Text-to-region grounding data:
|---|
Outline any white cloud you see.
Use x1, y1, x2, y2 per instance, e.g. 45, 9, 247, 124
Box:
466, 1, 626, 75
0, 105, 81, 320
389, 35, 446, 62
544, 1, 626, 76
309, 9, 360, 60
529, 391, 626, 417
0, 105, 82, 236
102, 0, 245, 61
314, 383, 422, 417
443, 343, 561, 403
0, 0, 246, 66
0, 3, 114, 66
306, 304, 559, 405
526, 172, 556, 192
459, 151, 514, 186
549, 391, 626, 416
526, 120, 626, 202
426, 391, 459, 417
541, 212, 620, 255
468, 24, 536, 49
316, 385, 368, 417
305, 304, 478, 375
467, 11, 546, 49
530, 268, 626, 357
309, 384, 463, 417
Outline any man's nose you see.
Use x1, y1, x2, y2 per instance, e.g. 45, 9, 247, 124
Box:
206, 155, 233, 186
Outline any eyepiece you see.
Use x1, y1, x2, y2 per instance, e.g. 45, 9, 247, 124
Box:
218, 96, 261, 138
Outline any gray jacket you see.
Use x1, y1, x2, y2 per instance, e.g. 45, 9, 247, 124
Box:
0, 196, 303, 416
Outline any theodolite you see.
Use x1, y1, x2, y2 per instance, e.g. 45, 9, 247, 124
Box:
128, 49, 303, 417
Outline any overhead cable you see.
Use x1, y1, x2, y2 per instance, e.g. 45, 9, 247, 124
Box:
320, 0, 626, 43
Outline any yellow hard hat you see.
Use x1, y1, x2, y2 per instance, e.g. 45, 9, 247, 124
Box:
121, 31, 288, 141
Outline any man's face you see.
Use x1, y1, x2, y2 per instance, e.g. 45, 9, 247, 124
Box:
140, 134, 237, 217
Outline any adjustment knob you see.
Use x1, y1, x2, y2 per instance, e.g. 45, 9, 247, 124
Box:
|---|
Each record above should be given again exactly as it appears.

▸ Solution to this problem
Outline any white cloud you see.
Use x1, y1, x2, y2 per instance, e.g. 45, 9, 247, 124
Box:
466, 1, 626, 75
0, 105, 81, 320
389, 35, 446, 62
544, 1, 626, 76
309, 9, 360, 60
529, 391, 626, 417
0, 105, 82, 236
102, 0, 245, 61
314, 383, 422, 417
443, 343, 561, 403
0, 0, 246, 66
0, 3, 114, 66
306, 304, 559, 405
526, 172, 556, 192
459, 151, 514, 186
549, 391, 626, 416
526, 120, 626, 202
426, 391, 459, 417
541, 212, 620, 255
468, 24, 536, 49
316, 385, 368, 417
305, 304, 478, 375
467, 11, 546, 49
530, 268, 626, 357
309, 384, 463, 417
Outline any man's nose you see.
Use x1, y1, x2, y2 per instance, e.g. 45, 9, 247, 124
Box:
206, 155, 233, 186
Outline any eyepiece you see.
Use x1, y1, x2, y2 per instance, e.g. 45, 9, 247, 124
Box:
218, 96, 261, 138
Outline any gray jacket you see.
Use x1, y1, x2, y2 per instance, e.g. 45, 9, 247, 124
Box:
0, 196, 303, 416
Outline any theodolite you see.
Use x1, y1, x2, y2 per instance, e.g. 45, 9, 247, 124
Box:
128, 49, 303, 417
Outline any overhead cable you see.
Use x1, y1, x2, y2 per instance, e.g. 45, 9, 247, 124
Box:
320, 0, 626, 43
Outline any yellow hard hat you see.
Use x1, y1, x2, y2 per instance, e.g. 45, 9, 247, 124
Box:
121, 31, 288, 141
Outline any man's face you see.
Use x1, y1, x2, y2 per instance, e.g. 45, 9, 247, 124
Box:
140, 134, 237, 217
Outline any adjustment knob you see.
Use x1, y1, x2, y2 per instance, e.g. 45, 9, 247, 124
Box:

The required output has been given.